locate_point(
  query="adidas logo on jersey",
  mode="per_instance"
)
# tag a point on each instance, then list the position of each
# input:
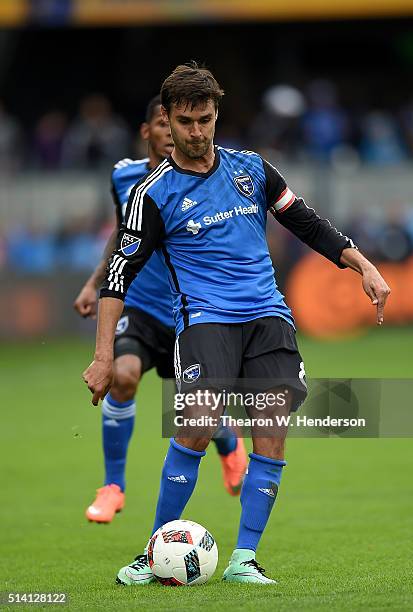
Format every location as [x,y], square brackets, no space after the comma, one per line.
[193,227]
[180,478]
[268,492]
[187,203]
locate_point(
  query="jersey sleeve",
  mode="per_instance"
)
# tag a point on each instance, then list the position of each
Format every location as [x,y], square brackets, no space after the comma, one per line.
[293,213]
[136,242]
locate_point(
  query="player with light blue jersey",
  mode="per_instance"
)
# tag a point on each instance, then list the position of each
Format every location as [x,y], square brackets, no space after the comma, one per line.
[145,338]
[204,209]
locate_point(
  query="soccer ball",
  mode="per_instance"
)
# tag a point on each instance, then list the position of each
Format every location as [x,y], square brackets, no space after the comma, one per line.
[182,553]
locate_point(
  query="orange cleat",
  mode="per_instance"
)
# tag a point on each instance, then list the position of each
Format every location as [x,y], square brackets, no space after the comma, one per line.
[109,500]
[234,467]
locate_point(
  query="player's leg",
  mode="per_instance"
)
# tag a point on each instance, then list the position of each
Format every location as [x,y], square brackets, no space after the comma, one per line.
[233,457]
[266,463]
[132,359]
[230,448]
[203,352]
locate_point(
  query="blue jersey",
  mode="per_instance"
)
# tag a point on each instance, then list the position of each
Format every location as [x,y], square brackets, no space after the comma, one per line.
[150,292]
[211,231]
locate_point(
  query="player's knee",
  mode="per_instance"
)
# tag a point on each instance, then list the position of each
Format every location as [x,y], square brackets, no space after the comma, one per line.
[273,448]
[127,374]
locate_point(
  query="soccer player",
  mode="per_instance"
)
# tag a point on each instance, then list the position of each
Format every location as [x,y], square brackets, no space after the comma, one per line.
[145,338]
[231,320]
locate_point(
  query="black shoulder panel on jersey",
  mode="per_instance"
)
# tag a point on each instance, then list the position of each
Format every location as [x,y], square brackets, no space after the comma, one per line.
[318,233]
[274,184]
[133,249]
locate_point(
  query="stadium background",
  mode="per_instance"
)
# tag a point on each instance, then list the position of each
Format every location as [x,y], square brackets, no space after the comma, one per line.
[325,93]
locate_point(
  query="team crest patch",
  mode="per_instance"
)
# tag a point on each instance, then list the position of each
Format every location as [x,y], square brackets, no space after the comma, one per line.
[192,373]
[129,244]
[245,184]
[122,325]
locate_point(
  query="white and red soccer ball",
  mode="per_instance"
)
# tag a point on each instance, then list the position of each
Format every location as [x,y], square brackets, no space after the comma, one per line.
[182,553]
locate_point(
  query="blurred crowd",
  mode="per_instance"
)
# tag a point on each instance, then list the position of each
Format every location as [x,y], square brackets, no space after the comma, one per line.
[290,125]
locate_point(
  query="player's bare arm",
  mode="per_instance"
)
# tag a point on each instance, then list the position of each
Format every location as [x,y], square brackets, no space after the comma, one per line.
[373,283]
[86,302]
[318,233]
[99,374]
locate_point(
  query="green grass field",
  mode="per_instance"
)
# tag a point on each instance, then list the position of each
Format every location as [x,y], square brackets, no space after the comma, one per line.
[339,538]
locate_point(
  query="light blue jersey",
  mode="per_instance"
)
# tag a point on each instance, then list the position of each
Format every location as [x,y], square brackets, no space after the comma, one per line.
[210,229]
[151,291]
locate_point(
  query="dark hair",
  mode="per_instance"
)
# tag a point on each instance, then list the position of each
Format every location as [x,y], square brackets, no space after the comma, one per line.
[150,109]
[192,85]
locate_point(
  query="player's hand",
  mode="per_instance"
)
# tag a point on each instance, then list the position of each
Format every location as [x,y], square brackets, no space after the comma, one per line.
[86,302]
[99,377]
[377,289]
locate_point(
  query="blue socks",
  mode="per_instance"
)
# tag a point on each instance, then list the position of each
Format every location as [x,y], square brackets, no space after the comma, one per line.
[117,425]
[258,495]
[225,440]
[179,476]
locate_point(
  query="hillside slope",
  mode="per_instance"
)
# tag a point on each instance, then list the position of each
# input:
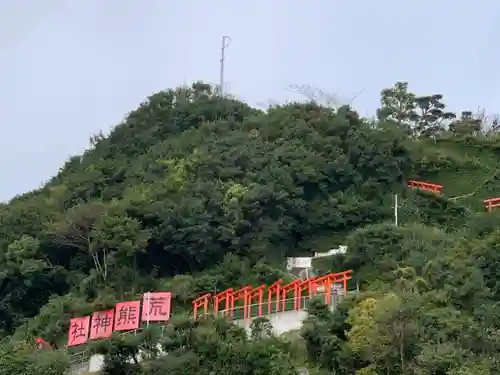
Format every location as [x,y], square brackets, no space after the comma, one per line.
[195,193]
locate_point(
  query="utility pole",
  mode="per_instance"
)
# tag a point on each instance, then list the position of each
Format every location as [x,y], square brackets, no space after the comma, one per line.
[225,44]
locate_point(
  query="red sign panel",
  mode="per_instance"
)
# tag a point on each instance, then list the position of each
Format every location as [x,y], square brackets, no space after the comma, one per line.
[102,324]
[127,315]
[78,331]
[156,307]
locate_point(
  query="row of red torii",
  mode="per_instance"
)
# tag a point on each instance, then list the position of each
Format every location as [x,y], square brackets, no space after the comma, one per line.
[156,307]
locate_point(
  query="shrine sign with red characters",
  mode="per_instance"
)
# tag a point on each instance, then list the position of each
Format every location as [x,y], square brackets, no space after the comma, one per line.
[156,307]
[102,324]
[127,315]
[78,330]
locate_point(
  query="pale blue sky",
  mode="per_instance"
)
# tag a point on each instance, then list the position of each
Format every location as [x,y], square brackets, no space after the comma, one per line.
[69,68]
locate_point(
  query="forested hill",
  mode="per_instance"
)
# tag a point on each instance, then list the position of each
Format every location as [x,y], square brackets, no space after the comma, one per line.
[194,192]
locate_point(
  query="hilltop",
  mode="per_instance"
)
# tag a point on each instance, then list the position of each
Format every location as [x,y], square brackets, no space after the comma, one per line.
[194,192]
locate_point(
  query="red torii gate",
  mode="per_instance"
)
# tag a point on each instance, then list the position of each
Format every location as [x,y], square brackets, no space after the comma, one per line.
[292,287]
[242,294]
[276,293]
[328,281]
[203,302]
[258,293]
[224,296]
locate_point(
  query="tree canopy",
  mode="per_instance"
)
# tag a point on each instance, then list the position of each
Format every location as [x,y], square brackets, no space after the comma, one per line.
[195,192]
-------------------------
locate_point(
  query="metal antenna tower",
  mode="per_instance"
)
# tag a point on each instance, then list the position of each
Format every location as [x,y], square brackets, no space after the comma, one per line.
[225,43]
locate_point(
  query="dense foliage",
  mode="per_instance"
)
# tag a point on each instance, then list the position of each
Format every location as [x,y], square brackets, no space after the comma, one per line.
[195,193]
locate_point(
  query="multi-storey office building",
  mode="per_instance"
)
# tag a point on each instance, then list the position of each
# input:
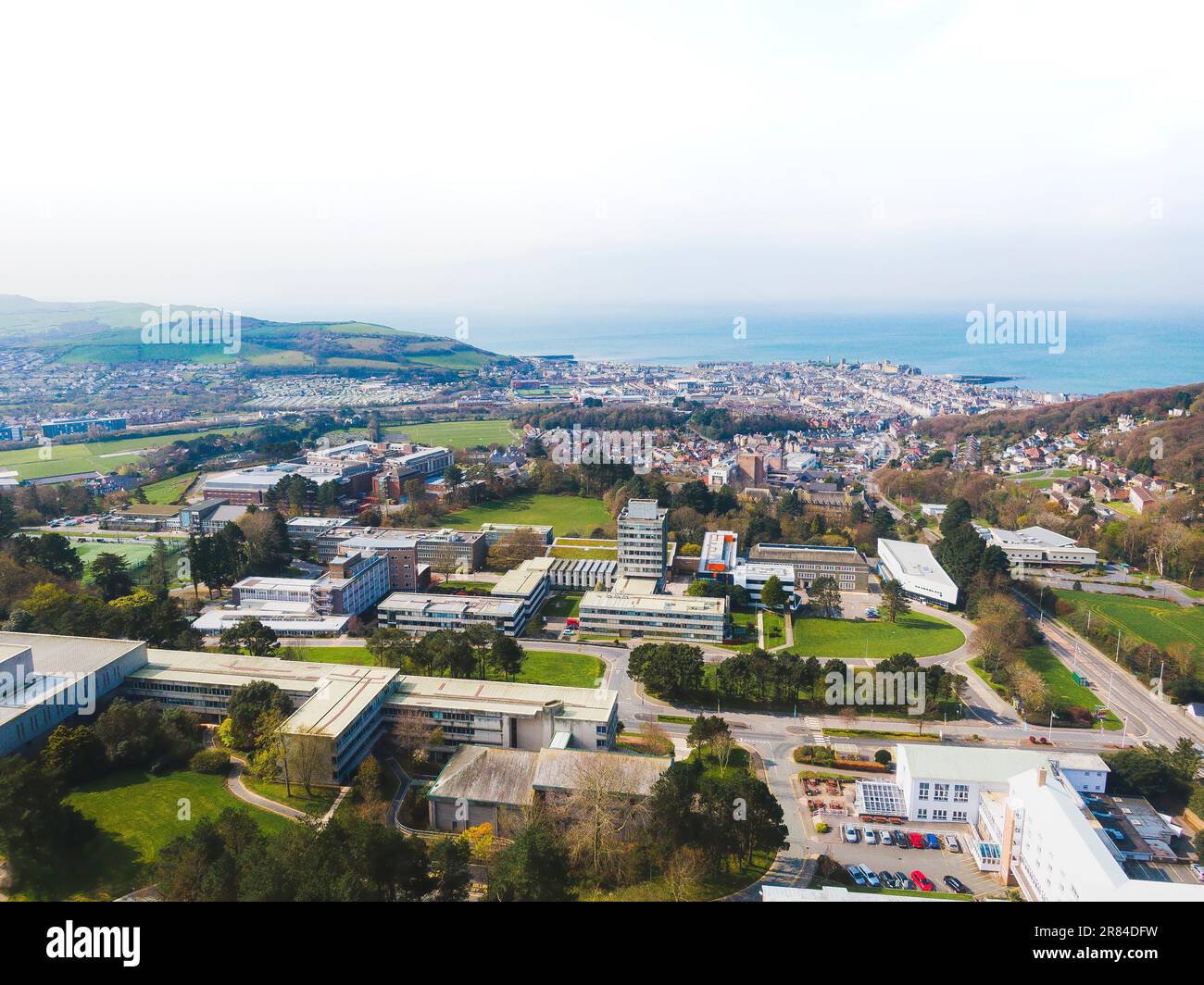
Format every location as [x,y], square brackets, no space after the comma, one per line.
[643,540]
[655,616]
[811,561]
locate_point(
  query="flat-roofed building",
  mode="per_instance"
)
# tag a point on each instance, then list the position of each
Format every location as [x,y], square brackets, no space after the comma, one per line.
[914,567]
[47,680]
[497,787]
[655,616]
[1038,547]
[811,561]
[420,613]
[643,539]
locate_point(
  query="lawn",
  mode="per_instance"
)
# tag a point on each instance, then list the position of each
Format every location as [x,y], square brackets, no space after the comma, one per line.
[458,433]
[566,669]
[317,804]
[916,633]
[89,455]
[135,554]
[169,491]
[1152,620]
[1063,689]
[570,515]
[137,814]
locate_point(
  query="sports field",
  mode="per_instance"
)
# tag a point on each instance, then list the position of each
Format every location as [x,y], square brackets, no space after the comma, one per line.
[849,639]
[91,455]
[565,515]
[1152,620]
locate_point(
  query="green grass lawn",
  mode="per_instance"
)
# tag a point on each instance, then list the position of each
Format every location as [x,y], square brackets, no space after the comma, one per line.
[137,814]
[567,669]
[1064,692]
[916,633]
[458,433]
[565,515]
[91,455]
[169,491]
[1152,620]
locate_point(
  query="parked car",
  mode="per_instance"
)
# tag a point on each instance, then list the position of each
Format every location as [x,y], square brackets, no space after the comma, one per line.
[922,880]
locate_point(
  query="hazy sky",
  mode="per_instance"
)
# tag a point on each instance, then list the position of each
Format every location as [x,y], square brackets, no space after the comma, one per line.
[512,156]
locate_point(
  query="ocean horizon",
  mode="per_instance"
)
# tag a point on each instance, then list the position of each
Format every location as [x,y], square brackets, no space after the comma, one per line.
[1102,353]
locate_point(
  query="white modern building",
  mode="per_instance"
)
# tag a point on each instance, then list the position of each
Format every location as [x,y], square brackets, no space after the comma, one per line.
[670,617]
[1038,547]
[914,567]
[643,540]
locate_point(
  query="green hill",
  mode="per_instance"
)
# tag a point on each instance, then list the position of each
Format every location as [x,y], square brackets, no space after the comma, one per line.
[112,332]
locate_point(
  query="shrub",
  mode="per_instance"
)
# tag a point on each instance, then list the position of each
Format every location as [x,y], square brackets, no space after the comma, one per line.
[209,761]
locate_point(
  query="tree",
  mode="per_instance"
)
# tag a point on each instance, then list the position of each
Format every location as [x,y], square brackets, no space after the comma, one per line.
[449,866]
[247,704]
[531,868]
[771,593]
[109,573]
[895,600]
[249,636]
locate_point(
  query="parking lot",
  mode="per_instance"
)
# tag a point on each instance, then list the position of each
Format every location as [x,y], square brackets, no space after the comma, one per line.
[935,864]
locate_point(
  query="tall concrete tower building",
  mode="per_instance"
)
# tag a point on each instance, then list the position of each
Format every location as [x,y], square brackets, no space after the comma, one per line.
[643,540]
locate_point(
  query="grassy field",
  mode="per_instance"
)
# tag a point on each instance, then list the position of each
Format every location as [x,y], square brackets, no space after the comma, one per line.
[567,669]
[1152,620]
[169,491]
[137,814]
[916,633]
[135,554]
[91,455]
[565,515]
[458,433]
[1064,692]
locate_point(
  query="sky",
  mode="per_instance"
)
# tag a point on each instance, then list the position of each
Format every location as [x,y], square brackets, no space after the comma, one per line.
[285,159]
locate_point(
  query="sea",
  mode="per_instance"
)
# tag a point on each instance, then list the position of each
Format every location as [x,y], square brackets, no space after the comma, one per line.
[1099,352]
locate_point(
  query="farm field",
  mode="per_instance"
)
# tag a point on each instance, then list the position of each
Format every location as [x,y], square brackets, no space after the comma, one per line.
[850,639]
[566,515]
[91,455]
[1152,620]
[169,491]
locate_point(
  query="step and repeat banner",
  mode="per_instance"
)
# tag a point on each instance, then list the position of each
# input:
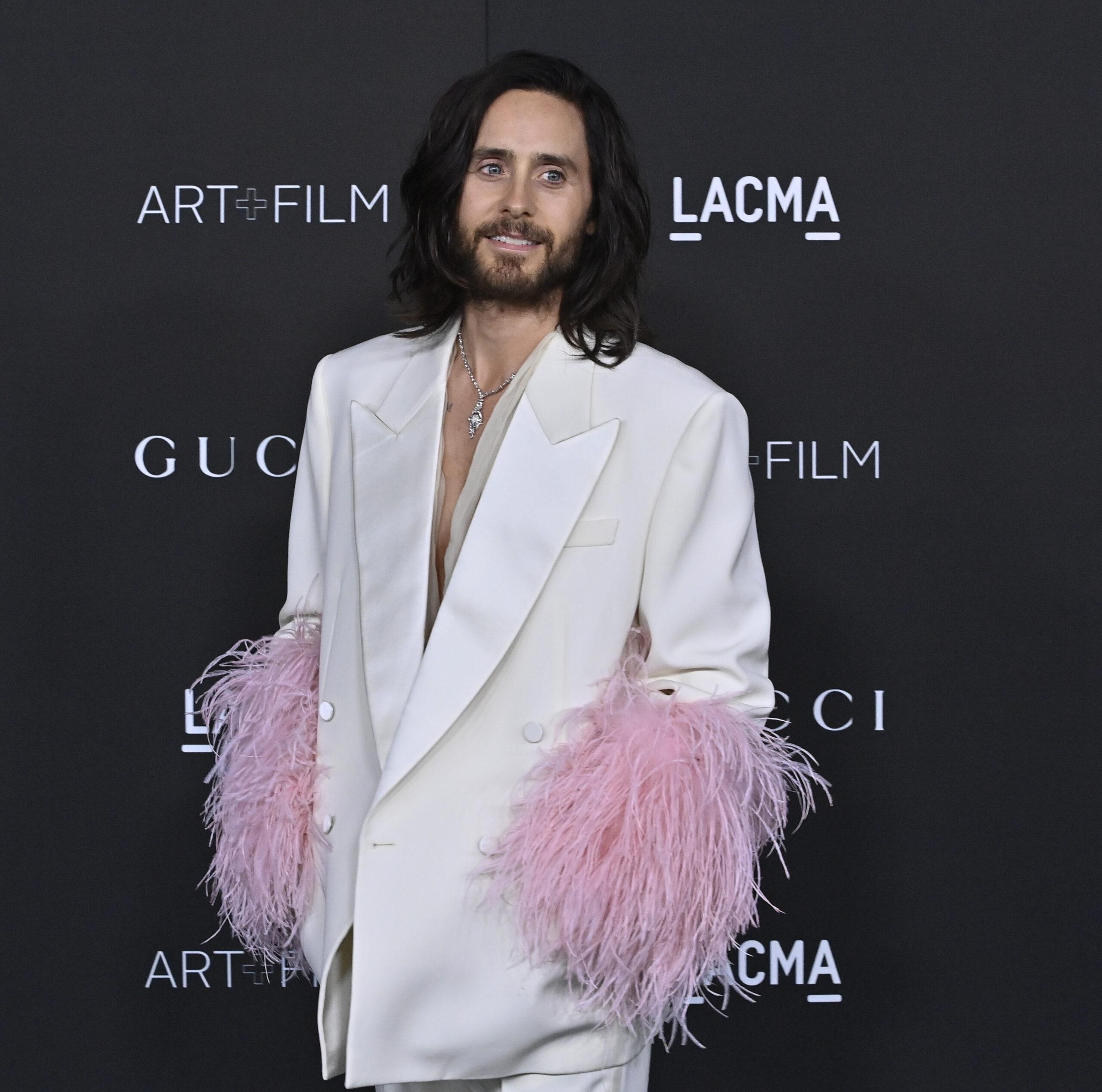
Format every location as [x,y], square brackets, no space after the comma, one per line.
-------------------------
> [REQUEST]:
Gather every line in the rows above that contains the word "building" and copy each one out.

> [EXERCISE OUTPUT]:
  query="multi-storey office building",
  query="flat-roofed building",
  query="white modern building",
  query="tall concrete tower building",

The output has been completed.